> [What is required]
Every line of the following records that includes "yellow" should be copied.
* * * * * * * * *
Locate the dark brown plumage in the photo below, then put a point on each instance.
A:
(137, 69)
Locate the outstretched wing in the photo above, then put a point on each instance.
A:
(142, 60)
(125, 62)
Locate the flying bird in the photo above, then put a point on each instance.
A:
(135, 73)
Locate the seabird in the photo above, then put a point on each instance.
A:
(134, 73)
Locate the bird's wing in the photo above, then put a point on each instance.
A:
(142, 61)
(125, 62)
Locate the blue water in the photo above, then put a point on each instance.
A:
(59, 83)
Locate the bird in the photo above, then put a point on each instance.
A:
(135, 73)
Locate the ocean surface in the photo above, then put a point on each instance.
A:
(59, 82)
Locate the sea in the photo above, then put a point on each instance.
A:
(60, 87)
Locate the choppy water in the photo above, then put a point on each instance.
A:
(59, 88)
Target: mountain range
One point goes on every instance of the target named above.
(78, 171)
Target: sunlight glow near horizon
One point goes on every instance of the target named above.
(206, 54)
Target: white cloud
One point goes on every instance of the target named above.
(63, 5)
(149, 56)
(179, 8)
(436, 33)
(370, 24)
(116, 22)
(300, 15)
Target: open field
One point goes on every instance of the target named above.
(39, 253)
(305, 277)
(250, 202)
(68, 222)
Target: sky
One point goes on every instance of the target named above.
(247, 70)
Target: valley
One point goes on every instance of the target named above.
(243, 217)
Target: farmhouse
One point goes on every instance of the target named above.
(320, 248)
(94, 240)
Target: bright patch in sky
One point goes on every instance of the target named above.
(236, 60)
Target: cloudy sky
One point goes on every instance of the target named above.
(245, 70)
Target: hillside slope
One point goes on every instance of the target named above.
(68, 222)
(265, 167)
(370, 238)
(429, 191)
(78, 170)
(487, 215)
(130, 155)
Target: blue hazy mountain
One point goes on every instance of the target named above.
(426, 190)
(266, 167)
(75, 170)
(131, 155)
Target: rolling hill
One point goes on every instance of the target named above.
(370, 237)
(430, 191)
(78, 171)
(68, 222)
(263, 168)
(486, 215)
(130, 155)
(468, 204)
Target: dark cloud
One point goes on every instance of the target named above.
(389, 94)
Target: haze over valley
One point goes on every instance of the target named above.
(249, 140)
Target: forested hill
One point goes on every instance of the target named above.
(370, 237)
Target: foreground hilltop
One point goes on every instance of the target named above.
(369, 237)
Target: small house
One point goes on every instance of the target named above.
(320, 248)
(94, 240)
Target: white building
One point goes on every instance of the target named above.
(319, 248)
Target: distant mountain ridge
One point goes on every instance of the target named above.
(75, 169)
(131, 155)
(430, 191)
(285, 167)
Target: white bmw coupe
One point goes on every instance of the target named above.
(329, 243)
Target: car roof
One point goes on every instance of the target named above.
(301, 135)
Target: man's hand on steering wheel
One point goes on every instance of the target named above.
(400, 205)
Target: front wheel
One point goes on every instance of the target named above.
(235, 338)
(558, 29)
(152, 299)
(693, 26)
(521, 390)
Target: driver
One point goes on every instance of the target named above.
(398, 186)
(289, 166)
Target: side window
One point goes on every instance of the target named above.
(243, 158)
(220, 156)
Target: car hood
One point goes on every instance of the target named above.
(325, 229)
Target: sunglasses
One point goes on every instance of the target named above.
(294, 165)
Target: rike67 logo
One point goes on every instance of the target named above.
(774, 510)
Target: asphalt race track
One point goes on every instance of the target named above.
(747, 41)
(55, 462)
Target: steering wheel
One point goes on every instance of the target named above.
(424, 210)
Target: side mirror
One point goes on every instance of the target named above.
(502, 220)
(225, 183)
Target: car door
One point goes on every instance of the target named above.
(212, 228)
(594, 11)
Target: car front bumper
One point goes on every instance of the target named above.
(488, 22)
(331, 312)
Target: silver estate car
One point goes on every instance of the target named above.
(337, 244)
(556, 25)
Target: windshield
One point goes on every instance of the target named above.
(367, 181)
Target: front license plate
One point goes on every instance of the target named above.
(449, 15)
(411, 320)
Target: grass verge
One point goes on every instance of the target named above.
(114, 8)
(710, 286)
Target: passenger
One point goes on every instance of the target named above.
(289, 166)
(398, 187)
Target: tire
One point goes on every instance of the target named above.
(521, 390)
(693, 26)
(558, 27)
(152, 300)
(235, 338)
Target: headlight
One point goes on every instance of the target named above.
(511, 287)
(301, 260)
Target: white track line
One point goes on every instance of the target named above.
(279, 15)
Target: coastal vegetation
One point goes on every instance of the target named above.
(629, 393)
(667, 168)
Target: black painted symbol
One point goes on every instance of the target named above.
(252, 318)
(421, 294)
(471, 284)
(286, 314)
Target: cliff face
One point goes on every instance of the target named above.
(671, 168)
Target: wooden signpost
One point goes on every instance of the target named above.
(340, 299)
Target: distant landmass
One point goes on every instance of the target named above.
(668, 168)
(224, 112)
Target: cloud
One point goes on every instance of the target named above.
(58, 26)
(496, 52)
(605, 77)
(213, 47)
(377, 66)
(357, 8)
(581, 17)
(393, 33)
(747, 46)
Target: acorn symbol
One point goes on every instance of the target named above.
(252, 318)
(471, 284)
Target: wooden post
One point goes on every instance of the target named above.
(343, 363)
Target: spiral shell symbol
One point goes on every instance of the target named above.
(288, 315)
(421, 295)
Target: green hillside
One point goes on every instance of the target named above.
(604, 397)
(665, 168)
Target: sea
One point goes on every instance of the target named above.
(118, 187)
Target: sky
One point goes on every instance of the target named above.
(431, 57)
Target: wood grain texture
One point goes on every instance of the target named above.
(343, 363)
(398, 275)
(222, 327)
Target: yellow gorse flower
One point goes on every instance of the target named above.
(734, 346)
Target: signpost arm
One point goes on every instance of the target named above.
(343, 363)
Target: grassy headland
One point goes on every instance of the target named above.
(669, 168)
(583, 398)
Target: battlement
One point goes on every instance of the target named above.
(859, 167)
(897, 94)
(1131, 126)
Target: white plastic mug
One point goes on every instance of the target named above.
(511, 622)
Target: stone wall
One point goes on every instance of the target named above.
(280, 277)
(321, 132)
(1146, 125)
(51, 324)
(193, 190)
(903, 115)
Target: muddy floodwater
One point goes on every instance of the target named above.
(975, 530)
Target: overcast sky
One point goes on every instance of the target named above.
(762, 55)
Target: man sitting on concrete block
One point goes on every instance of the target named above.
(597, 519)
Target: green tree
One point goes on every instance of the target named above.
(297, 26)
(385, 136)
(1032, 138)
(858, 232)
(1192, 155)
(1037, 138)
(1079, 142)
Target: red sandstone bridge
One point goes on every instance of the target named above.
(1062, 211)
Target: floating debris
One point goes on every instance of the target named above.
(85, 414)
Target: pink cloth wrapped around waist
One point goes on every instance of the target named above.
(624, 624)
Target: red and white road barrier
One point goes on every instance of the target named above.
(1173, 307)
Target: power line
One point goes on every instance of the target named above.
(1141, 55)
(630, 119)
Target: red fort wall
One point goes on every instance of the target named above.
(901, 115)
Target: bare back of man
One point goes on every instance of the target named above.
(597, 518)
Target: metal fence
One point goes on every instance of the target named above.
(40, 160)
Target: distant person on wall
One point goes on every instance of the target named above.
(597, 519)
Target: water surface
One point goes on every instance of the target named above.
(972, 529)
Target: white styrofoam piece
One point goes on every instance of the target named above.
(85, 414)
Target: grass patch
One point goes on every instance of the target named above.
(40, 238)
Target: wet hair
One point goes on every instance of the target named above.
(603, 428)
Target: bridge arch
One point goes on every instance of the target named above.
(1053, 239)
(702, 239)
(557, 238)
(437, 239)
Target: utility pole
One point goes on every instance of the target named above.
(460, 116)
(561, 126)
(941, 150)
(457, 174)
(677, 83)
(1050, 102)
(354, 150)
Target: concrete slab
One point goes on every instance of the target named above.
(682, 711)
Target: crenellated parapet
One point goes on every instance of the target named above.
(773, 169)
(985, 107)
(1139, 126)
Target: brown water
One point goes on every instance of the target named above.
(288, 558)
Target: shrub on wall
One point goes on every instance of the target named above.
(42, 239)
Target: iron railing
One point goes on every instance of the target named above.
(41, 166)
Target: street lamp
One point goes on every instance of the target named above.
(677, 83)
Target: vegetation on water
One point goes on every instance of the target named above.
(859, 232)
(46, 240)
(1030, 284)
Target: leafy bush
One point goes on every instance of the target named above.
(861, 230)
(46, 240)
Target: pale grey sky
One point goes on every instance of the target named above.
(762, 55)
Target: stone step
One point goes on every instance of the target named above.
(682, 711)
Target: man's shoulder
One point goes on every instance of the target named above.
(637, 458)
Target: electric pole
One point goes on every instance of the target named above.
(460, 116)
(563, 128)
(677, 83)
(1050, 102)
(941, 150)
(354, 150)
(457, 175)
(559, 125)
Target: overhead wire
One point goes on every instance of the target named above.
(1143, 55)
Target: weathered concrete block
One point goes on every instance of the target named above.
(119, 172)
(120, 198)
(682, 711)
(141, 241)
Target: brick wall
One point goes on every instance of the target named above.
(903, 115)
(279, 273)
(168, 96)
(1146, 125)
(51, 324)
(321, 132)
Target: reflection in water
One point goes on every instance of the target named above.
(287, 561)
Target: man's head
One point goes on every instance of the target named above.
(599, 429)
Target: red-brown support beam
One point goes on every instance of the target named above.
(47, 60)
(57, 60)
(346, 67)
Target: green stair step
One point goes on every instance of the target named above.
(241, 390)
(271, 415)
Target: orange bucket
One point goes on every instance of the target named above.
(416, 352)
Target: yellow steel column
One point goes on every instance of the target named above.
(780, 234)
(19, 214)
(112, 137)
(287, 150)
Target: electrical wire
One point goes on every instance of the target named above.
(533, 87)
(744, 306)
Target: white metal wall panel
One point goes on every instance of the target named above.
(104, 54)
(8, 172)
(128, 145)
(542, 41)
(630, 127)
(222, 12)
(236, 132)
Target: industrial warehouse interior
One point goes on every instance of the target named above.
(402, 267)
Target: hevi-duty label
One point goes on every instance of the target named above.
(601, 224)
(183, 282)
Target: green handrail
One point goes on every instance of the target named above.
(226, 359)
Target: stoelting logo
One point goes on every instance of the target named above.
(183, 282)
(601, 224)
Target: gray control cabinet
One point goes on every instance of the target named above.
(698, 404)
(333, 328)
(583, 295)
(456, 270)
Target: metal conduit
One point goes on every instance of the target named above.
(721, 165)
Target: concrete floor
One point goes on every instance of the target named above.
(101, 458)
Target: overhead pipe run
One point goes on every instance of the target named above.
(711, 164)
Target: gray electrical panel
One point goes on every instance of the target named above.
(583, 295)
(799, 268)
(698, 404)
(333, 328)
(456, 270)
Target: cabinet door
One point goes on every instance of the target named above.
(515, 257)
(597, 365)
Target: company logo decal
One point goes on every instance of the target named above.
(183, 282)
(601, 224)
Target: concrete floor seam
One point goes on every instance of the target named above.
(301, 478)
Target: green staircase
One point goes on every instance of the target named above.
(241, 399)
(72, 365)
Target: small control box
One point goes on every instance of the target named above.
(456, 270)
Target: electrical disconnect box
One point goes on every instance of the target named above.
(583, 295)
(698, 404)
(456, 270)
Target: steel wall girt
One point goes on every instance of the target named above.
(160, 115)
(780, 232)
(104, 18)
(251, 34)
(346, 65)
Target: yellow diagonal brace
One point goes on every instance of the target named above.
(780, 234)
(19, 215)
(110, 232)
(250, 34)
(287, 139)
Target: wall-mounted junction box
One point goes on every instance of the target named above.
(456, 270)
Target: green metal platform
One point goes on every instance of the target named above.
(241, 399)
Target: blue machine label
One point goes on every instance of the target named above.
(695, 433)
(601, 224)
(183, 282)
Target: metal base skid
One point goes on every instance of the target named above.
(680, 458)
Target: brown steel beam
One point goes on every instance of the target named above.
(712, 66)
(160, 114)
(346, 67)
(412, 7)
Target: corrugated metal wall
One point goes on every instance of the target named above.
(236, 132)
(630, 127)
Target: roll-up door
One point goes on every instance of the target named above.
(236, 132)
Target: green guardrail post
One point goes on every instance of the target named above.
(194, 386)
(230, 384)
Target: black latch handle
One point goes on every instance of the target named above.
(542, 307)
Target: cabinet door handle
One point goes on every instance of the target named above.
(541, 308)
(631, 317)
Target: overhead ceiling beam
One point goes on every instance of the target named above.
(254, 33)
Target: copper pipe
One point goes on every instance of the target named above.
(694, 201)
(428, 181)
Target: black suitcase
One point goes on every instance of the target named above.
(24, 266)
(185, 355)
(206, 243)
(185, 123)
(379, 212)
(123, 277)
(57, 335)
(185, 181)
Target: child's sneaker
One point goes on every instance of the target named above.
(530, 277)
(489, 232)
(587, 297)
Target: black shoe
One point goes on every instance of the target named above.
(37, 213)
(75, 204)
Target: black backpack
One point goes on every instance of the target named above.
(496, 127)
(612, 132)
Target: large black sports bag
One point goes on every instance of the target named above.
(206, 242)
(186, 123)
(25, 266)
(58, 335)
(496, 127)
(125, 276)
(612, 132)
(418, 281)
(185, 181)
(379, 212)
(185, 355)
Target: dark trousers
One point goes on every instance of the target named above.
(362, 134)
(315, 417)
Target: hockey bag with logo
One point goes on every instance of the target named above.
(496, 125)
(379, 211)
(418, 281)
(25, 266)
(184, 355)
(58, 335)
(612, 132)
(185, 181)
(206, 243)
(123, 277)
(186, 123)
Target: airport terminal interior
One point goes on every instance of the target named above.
* * * * * * * * *
> [Output of the exercise]
Target: yellow gorse flower
Target: yellow steel column
Target: yellow diagonal brace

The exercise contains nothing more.